Turn the lines of the records from the line with "of the white" to the line with "of the beige", both included, into a numbered list, leaving out any blank lines.

---------- Material to process

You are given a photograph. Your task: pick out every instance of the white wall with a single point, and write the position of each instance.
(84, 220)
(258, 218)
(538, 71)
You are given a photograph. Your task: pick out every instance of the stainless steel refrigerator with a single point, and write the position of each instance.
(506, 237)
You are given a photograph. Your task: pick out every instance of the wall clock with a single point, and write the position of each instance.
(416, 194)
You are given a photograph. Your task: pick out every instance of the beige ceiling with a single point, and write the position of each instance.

--------------------
---------- Material to process

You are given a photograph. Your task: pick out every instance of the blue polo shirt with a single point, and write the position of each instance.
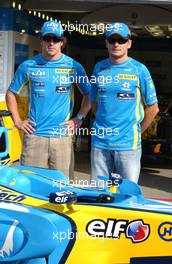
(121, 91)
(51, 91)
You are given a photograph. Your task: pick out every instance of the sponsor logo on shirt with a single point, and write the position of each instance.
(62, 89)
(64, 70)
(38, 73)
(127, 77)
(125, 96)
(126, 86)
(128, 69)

--------------------
---------- Material to process

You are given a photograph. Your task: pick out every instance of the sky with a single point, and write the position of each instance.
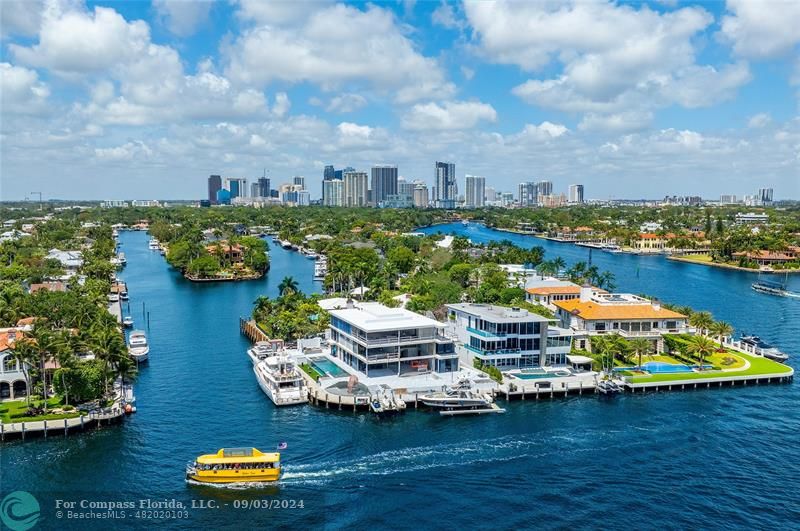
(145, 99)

--------------------

● **Response to this task**
1. You are given a photograph. Your task: pick out every instance of the white wall with a single point, and write the position of each instance.
2. (84, 220)
3. (258, 218)
4. (538, 71)
5. You are given a photograph. Your task: pick out every instance of the stainless steel refrigerator with a single point, and write the position of each instance.
6. (506, 237)
7. You are given a photograph. Your task: pick out every instance of the wall clock with a single point, and write the position of each instance.
8. (416, 194)
9. You are given a photograph. Your task: pick out every instance of the beige ceiling with a single point, and write the position of each instance.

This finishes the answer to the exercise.